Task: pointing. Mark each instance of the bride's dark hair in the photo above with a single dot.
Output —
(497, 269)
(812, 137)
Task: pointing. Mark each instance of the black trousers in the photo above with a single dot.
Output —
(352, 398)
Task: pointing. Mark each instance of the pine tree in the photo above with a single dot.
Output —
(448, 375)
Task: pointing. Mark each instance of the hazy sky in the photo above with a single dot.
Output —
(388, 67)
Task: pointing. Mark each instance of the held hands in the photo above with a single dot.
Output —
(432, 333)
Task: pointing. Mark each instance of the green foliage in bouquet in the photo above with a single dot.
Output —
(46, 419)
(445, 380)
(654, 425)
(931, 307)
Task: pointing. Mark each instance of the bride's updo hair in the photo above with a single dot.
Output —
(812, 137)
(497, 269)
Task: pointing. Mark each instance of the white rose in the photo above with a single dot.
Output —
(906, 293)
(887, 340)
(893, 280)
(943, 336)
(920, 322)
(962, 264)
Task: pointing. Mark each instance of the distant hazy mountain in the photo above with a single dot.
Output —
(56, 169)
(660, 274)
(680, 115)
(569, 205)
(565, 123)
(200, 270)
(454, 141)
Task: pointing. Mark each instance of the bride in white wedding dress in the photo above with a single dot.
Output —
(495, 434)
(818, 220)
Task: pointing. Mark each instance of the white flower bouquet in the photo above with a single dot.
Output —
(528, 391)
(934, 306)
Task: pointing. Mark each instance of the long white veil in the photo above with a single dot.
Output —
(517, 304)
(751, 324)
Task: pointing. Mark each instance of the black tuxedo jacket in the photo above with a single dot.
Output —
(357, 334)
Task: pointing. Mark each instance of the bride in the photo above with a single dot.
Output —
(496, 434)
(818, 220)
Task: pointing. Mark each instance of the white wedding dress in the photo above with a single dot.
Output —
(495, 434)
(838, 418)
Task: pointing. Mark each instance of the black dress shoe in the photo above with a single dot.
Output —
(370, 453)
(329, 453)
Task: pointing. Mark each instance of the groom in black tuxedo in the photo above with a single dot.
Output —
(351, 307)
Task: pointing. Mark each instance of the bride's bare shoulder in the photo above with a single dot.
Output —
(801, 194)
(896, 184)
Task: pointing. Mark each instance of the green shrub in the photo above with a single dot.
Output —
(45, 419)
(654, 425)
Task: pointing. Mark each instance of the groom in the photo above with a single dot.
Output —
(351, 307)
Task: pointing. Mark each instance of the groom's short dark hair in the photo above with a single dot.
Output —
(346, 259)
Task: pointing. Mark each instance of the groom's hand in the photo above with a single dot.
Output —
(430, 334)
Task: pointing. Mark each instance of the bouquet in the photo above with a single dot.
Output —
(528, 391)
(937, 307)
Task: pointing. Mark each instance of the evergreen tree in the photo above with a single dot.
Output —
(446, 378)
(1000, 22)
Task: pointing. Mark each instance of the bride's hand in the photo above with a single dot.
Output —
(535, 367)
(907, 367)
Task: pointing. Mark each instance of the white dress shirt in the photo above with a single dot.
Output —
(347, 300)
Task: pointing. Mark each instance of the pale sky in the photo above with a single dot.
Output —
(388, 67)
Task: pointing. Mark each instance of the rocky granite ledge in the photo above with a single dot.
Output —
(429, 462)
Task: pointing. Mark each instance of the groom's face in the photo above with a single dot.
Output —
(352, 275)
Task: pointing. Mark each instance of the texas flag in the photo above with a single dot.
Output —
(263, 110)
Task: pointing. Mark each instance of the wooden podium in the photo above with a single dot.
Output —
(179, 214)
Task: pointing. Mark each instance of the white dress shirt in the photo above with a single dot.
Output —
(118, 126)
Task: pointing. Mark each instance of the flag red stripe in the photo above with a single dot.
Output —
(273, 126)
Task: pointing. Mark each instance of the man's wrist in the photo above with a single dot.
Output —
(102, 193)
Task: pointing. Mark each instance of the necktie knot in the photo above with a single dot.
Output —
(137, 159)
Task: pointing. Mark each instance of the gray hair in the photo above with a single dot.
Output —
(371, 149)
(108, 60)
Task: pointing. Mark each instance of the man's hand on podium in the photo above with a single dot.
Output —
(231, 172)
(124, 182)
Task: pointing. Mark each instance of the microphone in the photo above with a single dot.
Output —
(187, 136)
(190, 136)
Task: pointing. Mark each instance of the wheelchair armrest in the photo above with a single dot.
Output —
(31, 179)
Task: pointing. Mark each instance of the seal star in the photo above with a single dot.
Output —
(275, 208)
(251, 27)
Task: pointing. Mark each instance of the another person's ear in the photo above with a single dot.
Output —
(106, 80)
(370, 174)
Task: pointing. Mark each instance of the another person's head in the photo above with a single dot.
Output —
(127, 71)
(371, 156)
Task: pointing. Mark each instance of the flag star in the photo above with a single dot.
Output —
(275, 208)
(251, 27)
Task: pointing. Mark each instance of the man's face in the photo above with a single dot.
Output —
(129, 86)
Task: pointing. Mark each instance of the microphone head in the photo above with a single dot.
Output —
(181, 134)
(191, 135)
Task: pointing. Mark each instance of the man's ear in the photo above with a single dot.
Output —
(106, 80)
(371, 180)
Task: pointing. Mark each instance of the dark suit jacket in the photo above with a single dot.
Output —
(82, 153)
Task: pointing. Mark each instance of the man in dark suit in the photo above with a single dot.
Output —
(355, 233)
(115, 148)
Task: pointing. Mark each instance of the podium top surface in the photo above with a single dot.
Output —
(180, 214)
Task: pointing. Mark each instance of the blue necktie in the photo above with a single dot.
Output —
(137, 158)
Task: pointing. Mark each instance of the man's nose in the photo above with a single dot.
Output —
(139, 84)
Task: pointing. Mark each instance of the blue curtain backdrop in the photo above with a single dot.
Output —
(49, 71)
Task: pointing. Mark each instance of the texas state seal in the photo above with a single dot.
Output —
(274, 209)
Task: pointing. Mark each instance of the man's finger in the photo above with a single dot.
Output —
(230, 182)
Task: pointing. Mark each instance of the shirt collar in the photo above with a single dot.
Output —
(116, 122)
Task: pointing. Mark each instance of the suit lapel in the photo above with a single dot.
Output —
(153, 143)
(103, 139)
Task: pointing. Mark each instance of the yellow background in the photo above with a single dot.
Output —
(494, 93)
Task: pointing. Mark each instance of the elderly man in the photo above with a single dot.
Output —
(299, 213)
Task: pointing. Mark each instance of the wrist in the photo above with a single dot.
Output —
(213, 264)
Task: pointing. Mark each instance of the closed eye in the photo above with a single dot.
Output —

■ ■ ■ ■ ■

= TASK DESCRIPTION =
From the listing, copy each line containing the word "tree".

= YOUR RESPONSE =
Task: pointing. Mark each instance of the pine tree in the photo above with a single dot.
Task: pointing. Mark each instance of the evergreen tree in the photo above with a single dot.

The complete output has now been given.